Reproduce the whole listing that follows, character for character, and drop the images.
Study material Start Marker
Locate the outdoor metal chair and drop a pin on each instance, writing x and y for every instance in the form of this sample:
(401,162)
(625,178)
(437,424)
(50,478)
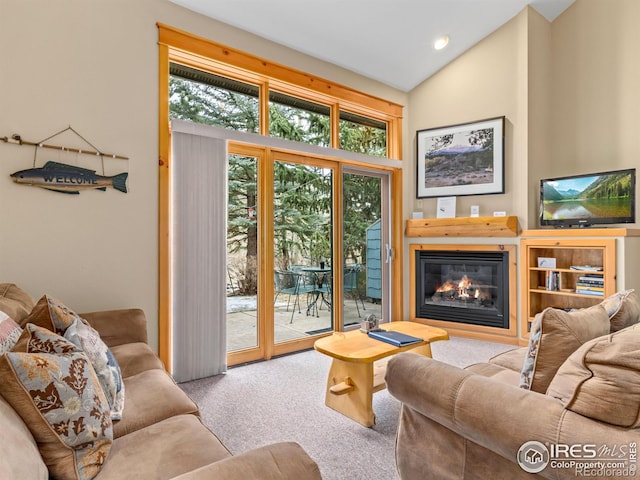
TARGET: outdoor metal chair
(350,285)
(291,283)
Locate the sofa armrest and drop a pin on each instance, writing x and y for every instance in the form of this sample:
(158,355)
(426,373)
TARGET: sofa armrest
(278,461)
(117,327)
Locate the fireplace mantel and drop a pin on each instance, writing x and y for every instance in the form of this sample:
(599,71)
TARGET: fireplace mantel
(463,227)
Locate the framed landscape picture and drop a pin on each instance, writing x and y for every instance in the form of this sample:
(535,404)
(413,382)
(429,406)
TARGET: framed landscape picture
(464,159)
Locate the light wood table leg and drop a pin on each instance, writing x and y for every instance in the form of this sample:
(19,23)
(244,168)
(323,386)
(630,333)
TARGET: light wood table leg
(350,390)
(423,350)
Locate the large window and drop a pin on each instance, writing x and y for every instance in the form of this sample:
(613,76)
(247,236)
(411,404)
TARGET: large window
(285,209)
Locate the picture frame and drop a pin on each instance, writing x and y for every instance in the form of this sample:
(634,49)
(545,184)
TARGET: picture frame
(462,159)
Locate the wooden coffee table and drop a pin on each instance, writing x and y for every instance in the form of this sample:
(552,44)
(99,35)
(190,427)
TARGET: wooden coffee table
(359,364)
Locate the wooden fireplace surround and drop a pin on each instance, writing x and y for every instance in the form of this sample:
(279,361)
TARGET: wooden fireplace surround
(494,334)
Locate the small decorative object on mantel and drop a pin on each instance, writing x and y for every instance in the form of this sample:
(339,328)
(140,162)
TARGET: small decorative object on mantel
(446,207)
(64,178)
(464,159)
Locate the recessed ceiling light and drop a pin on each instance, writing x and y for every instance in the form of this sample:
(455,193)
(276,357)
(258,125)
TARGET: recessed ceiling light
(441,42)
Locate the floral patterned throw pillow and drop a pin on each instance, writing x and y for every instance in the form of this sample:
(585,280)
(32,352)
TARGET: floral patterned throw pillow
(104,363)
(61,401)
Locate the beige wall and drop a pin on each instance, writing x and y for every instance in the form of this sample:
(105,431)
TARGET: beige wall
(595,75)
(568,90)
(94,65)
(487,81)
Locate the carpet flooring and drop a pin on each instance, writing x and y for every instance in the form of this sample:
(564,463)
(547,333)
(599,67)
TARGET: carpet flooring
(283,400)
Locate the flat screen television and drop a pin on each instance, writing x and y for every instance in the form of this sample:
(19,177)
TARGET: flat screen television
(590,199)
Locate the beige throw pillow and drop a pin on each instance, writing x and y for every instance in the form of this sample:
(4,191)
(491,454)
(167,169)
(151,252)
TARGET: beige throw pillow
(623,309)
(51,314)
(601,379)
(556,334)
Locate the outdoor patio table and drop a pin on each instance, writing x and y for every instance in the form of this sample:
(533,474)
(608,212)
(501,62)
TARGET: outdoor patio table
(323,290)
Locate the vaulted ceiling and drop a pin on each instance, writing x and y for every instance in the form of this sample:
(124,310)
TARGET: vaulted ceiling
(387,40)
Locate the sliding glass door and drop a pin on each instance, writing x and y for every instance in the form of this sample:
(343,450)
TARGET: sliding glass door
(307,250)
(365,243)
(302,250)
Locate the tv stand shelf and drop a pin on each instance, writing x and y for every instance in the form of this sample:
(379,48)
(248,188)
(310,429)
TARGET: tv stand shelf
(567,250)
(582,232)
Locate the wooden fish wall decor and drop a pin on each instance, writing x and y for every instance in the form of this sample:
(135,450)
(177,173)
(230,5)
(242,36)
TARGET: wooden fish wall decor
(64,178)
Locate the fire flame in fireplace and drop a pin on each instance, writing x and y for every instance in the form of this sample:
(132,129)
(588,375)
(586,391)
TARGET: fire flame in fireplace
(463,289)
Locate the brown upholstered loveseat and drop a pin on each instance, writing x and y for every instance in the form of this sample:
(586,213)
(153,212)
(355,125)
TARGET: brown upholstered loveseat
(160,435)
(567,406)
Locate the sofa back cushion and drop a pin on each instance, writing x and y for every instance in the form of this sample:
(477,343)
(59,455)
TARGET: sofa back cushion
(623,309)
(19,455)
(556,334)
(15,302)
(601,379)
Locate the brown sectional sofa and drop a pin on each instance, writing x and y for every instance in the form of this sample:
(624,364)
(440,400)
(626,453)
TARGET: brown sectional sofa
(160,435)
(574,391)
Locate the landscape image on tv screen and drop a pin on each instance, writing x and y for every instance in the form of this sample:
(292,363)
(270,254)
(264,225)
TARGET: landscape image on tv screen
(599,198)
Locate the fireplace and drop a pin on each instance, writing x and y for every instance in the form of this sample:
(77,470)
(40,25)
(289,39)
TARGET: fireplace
Study material End Marker
### Response area
Locate the outdoor metal chair and drop a pin on each instance, writing x and y for every instance in the form of this sample:
(401,162)
(625,178)
(437,424)
(50,478)
TARGET: outdoor metal chair
(350,285)
(291,283)
Locate the sofa armrest and drop a pin on each instance, writing x and y for every instance in the form of this sample:
(158,355)
(426,373)
TARGET: sofa armrest
(278,461)
(117,327)
Locate the fireplace mantel and drop a pin on each instance, writing x and y for every instance in the form of this sample:
(599,71)
TARGET: fireplace mantel
(463,227)
Locate the framed landscape picture and drop a pin on each instance, writing x and y for every instance in the form of this sample:
(535,404)
(413,382)
(429,406)
TARGET: framed landscape picture
(464,159)
Locate the light wood table leg and drop a pin on each instance, writing x and y for every instance in the form of this sample:
(19,23)
(244,168)
(323,386)
(630,333)
TARGET: light wood table leg
(350,390)
(423,350)
Locate the large window and drop a pin on each instance, writing x and y for every instance in the form of this sample:
(613,76)
(247,236)
(411,404)
TARGET: large window
(285,209)
Locate the picture frame and drop a pin on each instance, writing x and y for every instance in the form of this sample:
(634,49)
(545,184)
TARGET: picture frame
(462,159)
Locate the wooden coffee table and drop a pin on each instance, writing x and y for every instance in the form of this sample:
(552,44)
(99,35)
(190,427)
TARGET: wooden coffee table
(359,364)
Locate the wooden fireplace surround and drop a pin on each instance, writing x and y for every instance in the form of this sample:
(279,361)
TARGET: wooden fireplace surround
(494,334)
Locate the small decorative object on mantel and drop a pin on each instance, writing x and y for every instance in the form of this sample:
(339,328)
(140,162)
TARGET: small decorative object on mantel
(446,207)
(64,178)
(464,159)
Locate the recessed ceiling light and drop a pin on each instance, writing x and y for every instance in the form of this sample:
(455,193)
(276,357)
(258,125)
TARGET: recessed ceiling light
(441,42)
Locate the floral patterned throw pillow and drop a pin on each instance, writing x and y for every instance in the form of this sample:
(585,280)
(32,352)
TARGET: floral patterned throw pillow
(104,363)
(61,401)
Locate the beige wall and drop a pin on each instance, writing x and y for every instance in the form of this sample:
(105,431)
TARGET: beige wall
(595,75)
(568,90)
(94,65)
(487,81)
Locate the carpet flooring and drop a pin on each instance, writing x and y for every instance in the form of this sample:
(564,463)
(547,333)
(599,67)
TARGET: carpet flooring
(283,400)
Locate the flat screen television and drop a pin on each instance, writing x and y for every instance in the form of this sample:
(19,177)
TARGET: flat screen television
(590,199)
Locate the beige throw pillow and drop a pin on each instance, writing x and y for every instance in the form of this sample:
(4,191)
(491,454)
(167,169)
(151,252)
TARGET: beige throw pillow
(623,309)
(51,314)
(601,379)
(556,334)
Locate the outdoor patio table and drop a pin on each instance, writing x and y for every instance in the form of this sample:
(533,474)
(608,212)
(501,62)
TARGET: outdoor patio table
(323,290)
Locate the vaulted ceiling and drop a pin on each instance, writing x and y for every instance in the form of this sample:
(124,310)
TARGET: vaulted ceiling
(387,40)
Locate the sliding glass door and drop a pin on each instance, writing x and y for every instance in the form of this sample:
(343,450)
TARGET: sliding glass door
(307,250)
(365,243)
(302,250)
Locate the tv stand shelf and drop a pin on each instance, writing x and y for every instance in the form of this sample:
(379,48)
(248,188)
(310,429)
TARGET: tv stand shelf
(567,250)
(582,232)
Locate the wooden fish wall decor and drop a pin on each instance, writing x and y for every instance in the form of this sample:
(135,450)
(177,173)
(230,5)
(242,36)
TARGET: wooden fish wall decor
(64,178)
Locate the fire flame in fireplace and drop a pin on each instance, writing x and y for every instance in the form of this sample:
(132,129)
(588,375)
(586,391)
TARGET: fire flame in fireplace
(463,289)
Locate the brown upholstered loveseat and drop a pin on each instance, writing x and y for every instance in the form of this sample:
(586,213)
(153,212)
(355,125)
TARGET: brown upholstered loveseat
(160,435)
(567,406)
Locate the sofa back cushion and drop a pin on each instance, writing x and y for every instance in the form of this sample:
(477,343)
(59,455)
TARGET: sofa back cushion
(623,309)
(19,455)
(556,334)
(15,302)
(601,379)
Locate the brown sectional sofa and drop a pin on each instance, writing x and y for every instance in the form of this sample:
(624,364)
(440,400)
(626,453)
TARGET: brown sectional sofa
(160,435)
(574,391)
Locate the landscape image on tv screen and drop a pin on each instance, writing x and y for every instance in the form of this sample:
(292,363)
(270,254)
(264,225)
TARGET: landscape image on tv screen
(599,198)
Locate the fireplace and drop a pin on each instance, writing x and y for every instance in the form of this sample:
(77,470)
(40,25)
(289,39)
TARGET: fireplace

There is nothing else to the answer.